READING PASSAGE: Begin
Yet we know that changes in diet and exercise can be effective ways of preventing or reversing these types of conditions. So why not have doctors give “prescriptions” out for healthy fruits and vegetables? Surely this type of program will be both cheaper and better than high-tech interventional medicine. Weren’t we all taught that an ounce of prevention is worth a pound of cure?

It is an appealing idea, but the problems these programs have encountered in the past have been manifold:

First, the original programs were imbued with a desire to address many problems at once and in a way that hurt the achievement of the primary goal – better health. For example, notice that the “prescription” here is good only at farmers markets – but why would this be? There is no evidence that produce acquired at a Farmers Market is healthier than produce acquired at a supermarket. In fact, it is a major inconvenience for many to be forced to go to a special place to use these prescriptions and so probably reduces utilization.

Second, the program conflates two variables, thus making it difficult to determine the cause of any dietary change. Generally, the patients must meet with their primary care provider, who introduces them to a nutritionist. The nutritionist meets with the family each month and adjusts a dietary program. As part of this, the patient is given a coupon good for produce. But this makes it very difficult to tell if the key variable is the counseling or the coupon.
READING PASSAGE: End
SUPPLIED MATERIAL: Begin
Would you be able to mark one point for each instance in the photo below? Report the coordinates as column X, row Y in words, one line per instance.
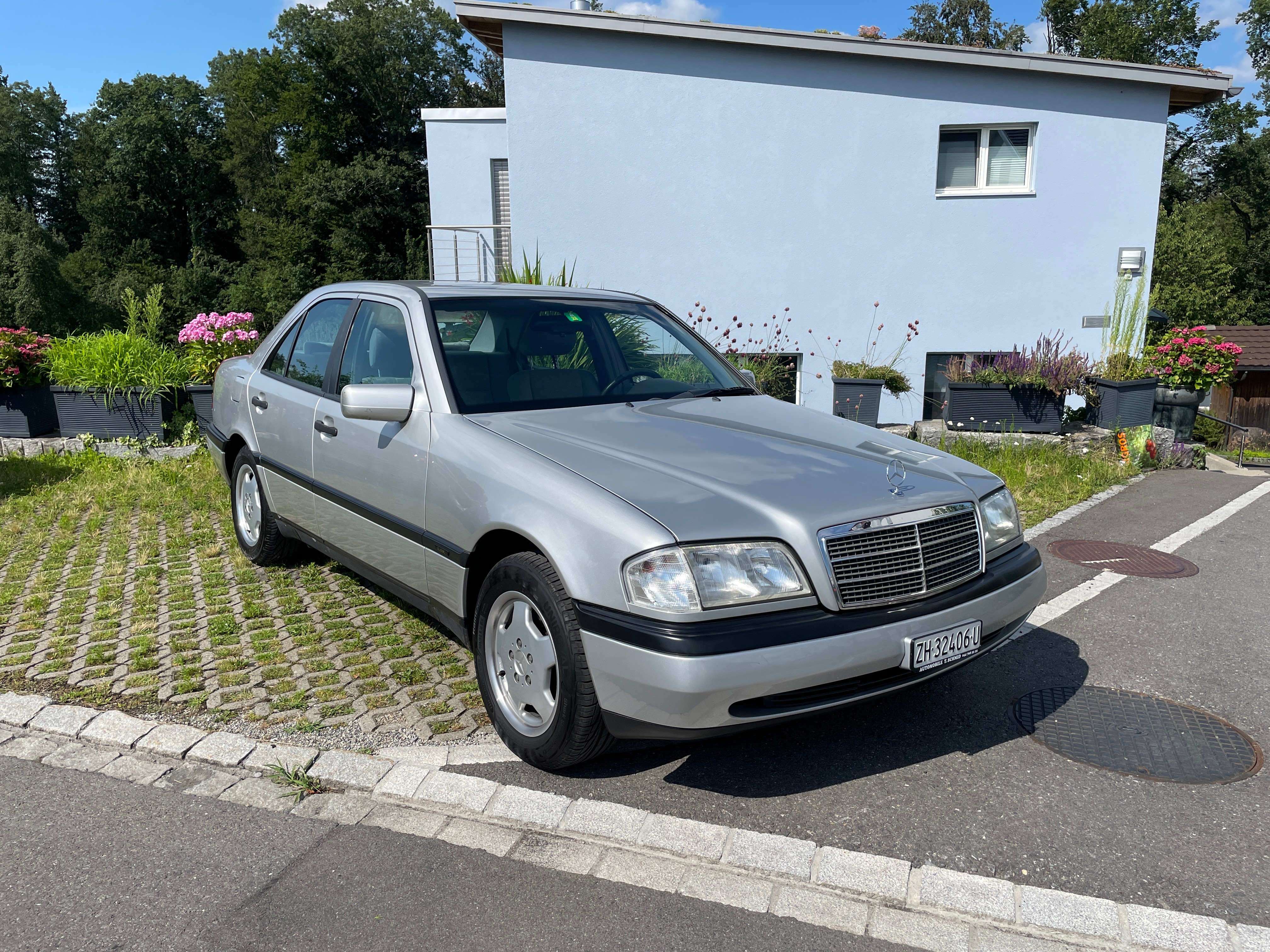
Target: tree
column 1132, row 31
column 963, row 23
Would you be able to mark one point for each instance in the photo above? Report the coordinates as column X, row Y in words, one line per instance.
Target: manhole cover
column 1126, row 560
column 1138, row 735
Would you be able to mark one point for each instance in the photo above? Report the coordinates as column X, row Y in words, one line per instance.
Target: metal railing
column 1227, row 423
column 465, row 252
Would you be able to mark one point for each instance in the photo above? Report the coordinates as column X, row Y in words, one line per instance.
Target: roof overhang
column 1188, row 88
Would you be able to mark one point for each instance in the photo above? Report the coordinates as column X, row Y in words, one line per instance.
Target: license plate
column 930, row 652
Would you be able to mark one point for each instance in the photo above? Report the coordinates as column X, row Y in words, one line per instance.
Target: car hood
column 743, row 466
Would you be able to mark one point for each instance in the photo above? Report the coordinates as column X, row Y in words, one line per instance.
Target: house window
column 985, row 161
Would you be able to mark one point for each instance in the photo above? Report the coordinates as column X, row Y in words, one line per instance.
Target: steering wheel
column 629, row 375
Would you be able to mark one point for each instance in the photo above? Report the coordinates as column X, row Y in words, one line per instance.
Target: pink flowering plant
column 213, row 338
column 1191, row 360
column 22, row 357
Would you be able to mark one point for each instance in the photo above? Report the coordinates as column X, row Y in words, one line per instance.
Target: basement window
column 985, row 161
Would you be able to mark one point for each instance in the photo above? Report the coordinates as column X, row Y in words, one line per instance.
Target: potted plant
column 26, row 402
column 1016, row 391
column 210, row 339
column 1188, row 362
column 858, row 385
column 1123, row 391
column 117, row 384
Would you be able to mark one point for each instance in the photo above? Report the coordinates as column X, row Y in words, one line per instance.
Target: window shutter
column 1008, row 158
column 502, row 212
column 959, row 156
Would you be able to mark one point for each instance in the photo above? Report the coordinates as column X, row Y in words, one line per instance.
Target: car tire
column 525, row 627
column 255, row 525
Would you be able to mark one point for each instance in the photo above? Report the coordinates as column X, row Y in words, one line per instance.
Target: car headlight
column 1000, row 520
column 716, row 575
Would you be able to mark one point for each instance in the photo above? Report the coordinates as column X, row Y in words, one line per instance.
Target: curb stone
column 928, row 908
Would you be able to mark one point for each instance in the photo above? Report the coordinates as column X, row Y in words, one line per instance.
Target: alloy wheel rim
column 521, row 662
column 248, row 517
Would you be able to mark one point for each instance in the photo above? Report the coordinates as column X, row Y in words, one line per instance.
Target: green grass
column 1046, row 478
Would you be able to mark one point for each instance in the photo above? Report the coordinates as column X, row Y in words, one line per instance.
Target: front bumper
column 655, row 694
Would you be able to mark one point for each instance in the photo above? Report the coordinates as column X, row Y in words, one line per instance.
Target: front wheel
column 531, row 666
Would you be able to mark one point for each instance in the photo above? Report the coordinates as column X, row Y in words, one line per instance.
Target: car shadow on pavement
column 967, row 711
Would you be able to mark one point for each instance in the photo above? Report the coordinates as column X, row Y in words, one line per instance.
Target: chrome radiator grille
column 905, row 557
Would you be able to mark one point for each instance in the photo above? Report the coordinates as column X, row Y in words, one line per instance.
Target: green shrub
column 113, row 361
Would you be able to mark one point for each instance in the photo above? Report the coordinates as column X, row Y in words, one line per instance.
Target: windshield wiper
column 719, row 391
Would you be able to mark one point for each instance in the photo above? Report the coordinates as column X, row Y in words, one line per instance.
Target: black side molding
column 753, row 631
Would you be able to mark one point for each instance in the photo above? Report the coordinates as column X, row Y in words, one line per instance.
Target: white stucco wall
column 752, row 179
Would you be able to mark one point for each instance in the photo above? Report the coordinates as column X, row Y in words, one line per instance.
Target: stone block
column 18, row 710
column 529, row 807
column 402, row 782
column 171, row 740
column 224, row 749
column 116, row 729
column 1066, row 910
column 766, row 851
column 558, row 853
column 335, row 808
column 77, row 757
column 600, row 819
column 260, row 792
column 481, row 755
column 864, row 873
column 1179, row 932
column 679, row 836
column 459, row 790
column 639, row 870
column 481, row 836
column 353, row 771
column 731, row 889
column 134, row 770
column 919, row 931
column 28, row 748
column 966, row 893
column 417, row 823
column 430, row 756
column 822, row 909
column 66, row 720
column 199, row 781
column 267, row 756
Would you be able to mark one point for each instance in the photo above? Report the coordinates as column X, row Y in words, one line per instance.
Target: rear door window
column 317, row 339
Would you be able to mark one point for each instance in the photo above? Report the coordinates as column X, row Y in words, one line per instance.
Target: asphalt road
column 944, row 775
column 96, row 864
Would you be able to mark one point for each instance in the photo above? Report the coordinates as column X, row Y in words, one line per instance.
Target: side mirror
column 390, row 403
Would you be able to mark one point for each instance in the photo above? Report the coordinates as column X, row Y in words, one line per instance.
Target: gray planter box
column 27, row 412
column 856, row 399
column 201, row 397
column 126, row 416
column 998, row 408
column 1176, row 409
column 1126, row 403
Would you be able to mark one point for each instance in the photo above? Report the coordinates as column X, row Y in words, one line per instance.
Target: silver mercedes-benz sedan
column 632, row 540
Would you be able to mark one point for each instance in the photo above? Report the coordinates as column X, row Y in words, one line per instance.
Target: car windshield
column 530, row 354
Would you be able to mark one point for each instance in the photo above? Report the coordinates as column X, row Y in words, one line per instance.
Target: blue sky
column 75, row 45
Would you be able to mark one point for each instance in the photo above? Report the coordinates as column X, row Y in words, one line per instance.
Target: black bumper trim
column 769, row 630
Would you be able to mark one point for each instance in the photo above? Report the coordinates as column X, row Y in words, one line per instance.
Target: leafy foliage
column 963, row 23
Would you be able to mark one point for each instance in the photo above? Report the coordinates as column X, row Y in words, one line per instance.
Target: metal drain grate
column 1126, row 560
column 1138, row 735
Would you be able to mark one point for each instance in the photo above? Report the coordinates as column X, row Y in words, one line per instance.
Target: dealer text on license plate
column 935, row 650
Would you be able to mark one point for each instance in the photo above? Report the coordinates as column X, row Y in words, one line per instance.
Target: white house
column 993, row 196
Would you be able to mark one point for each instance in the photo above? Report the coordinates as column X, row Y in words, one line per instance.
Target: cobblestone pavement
column 128, row 582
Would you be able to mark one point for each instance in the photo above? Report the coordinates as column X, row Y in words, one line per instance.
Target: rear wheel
column 531, row 666
column 255, row 525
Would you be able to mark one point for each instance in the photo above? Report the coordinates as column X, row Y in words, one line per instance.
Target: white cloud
column 670, row 9
column 1037, row 41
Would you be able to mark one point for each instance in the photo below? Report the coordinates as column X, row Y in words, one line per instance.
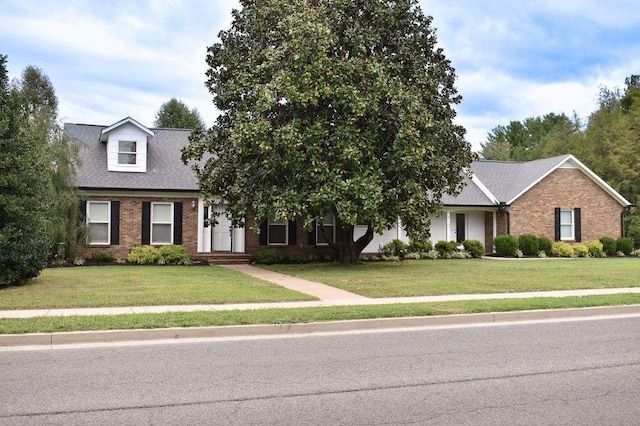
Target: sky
column 109, row 59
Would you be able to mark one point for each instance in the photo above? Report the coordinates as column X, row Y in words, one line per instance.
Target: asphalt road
column 570, row 372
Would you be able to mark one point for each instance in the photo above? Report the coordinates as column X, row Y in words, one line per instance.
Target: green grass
column 465, row 276
column 299, row 315
column 98, row 286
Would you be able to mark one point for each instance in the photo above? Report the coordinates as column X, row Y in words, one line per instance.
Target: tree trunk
column 349, row 250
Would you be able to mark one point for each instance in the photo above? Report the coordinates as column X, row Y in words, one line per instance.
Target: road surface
column 566, row 372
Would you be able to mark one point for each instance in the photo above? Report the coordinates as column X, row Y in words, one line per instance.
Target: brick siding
column 533, row 212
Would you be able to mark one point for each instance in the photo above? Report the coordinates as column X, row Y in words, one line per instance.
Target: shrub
SUPPLIED MATERIAL: End
COMPLETE THE FOLLOWING -
[a] Answer these questions about the passage on produce prescriptions, each on its own line:
(i) What two kinds of change does the passage say can prevent or reverse these types of conditions?
(ii) Where is the "prescription" good?
(iii) How often does the nutritionist meet with the family?
[b] Reproduce word for word the stretch of the passage on produce prescriptions from "Second, the program" through "or the coupon.".

YOUR WRITTEN ANSWERS -
[a]
(i) Changes in diet and exercise.
(ii) Only at farmers markets.
(iii) Each month.

[b]
Second, the program conflates two variables, thus making it difficult to determine the cause of any dietary change. Generally, the patients must meet with their primary care provider, who introduces them to a nutritionist. The nutritionist meets with the family each month and adjusts a dietary program. As part of this, the patient is given a coupon good for produce. But this makes it very difficult to tell if the key variable is the counseling or the coupon.